- Written tasks -
a) Give the distinct usernames of everyone who posts in the UK Muscle shout box thread, in the order each first appears.
b) Write the next part of the UK Muscle shout box thread, picking up right after its final line.

start Page extract

# UK Muscle Shout Box



## lukeyybrown1 (Jun 4, 2014)

What do you guys think of a little shout box getting implemented onto uk muscle to kind of say thinks rather than people creating some pointless threads

**** example

I have the flu today thought I would let everyone know.

Anyone used anything like this people?


----------



## DaveCW (Dec 9, 2013)

yeah they are pretty cool, you can also have an open convo without being limited by 5 message limit.


----------



## TrailerParkBoy (Sep 20, 2011)

theres already something for that called Facebook


----------



## DappaDonDave (Dec 2, 2013)

tbh i couldn't give a crap if you have the flu, it's pointless telling me on any level. A shoutbox is a bad idea...i think this has been discussed numerous times.

If you want to tell people who you think care that you've got sniffles, facebook, twitter or attach a pic on instagram.

2p spent.


----------



## nWo (Mar 25, 2014)

I think it's a good idea, might stop a lot of threads getting clogged up with off-topic chit chat and, as has been said, stop some threads being created.

If we're then given the option to disable it, then everybody wins :thumb:


----------



## DappaDonDave (Dec 2, 2013)

> I think it's a good idea, might stop a lot of threads getting clogged up with off-topic chit chat and, as has been said, stop some threads being created.

end Page extract
start Data

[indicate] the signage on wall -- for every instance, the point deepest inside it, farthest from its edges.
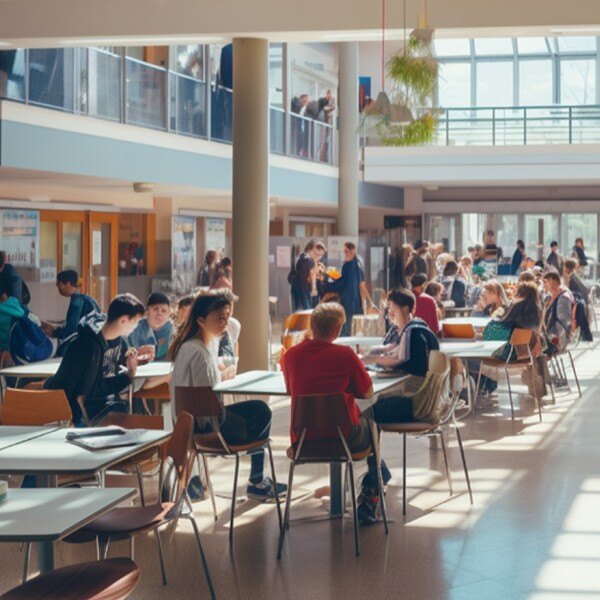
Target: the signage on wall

end Data

- Answer list -
a) lukeyybrown1, DaveCW, TrailerParkBoy, DappaDonDave, nWo

b)
> 
> If we're then given the option to disable it, then everybody wins :thumb:


Yeah, but did you see the ****nal score?


----------



## nWo (Mar 25, 2014)

DappaDonDave said:


> Yeah, but did you see the ****nal score?


****nal? Pissnal? Wanknal?


----------



## DappaDonDave (Dec 2, 2013)

Bumnal...


----------



## TrailerParkBoy (Sep 20, 2011)

the mighty gooners


----------



## lukeyybrown1 (Jun 4, 2014)

I don't actually have the flu haha

I personally think it's a good idea

Rather than threads having off topic general convo


----------



## Archaic (Mar 8, 2010)

There was talk of a Live chat feature years ago. It didn't take off though, and would be impossible to moderate.


----------



## xpower (Jul 28, 2009)

Not a bad idea TBH.


----------



## Dan94 (Dec 29, 2013)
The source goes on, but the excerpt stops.